■ **Okunacak metin**

Rehber | Kategoriler | Konular

şiRKETLER (Ortaklıklar)

Alm. (Handels) Gesellschaft (f), Fr. Association, société (f), İng. Partnership. İki veya daha çok kimsenin kazanç elde etmek ve bunu paylaşmak niyet ve gâyesiyle, iktisâdî ve fayda sağlayan bir teşebbüs için emek ve mallarını(sermâyelerini) bir araya getirip bu gâyeye tahsis ederek kurdukları topluluk. Şirketler, insanlık târihi kadar eskidir. İnsan ihtiyaçlarının çok fazla olmasına karşılık mâlî gücünün sınırlı olması, insanların emek ve sermâyelerini bir araya getirmeye zorlamıştır. Arkeolojik kazılarda çıkan taş levhalarda ortaklık sözleşmelerine rastlanmaktadır. İslâm hukûku daha 7. asırda günümüz şirketlerinin hukûkî statülerini düzenlemiştir.

Türk Hukûkunda Şirketler

Üyelerine kâr sağlamak için kurulan her teşekkül bir şirket (ortaklık)tir.

Günümüzde şirketler, Türk Ticâret Kânunu'nun 136. maddesine göre; kollektif, komandit, anonim, limited ve kooperatif olarak tasnif edilmiştir. Birden fazla anonim veya limited şirketten meydana gelen ve yine anonim şirket mevzuatına tâbi olan şirketler topluluğuna ise holding denir.

Ticâret kânununun şirketler için aradığı şekil ve şartlara tâbi olmayan kâr gâyeli ortaklıklara ise âdi şirket denir. Âdi ortaklıklar ise Borç Kânunu'nun 520. maddesine tâbidir.

■ **Kayıtlı girdiler**
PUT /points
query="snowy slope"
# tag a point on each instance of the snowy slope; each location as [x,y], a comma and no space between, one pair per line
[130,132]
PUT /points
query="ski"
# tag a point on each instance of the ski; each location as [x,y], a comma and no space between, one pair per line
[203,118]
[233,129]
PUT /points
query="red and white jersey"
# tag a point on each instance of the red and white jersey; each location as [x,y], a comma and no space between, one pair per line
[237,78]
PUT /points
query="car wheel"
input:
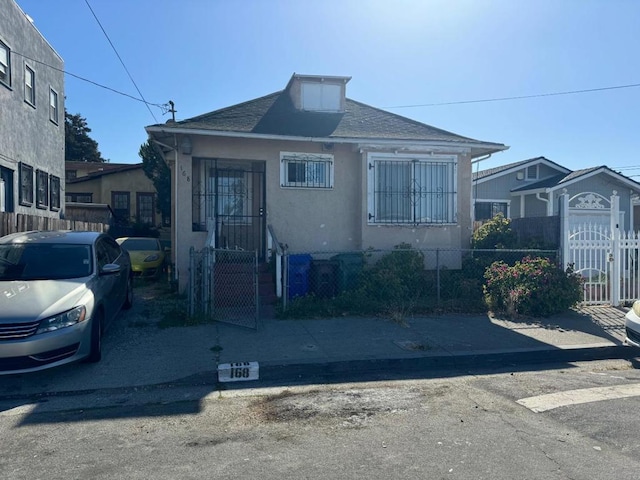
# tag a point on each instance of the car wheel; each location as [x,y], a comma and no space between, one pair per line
[128,301]
[96,339]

■ **Sizden beklenen**
Şirketler konulu metinde Türk Ticâret Kânunu'nun 136. maddesine göre yapılan tasnifteki şirket türlerini lütfen sıralayın.

■ **Görev yanıtı**
Kollektif, komandit, anonim, limited, kooperatif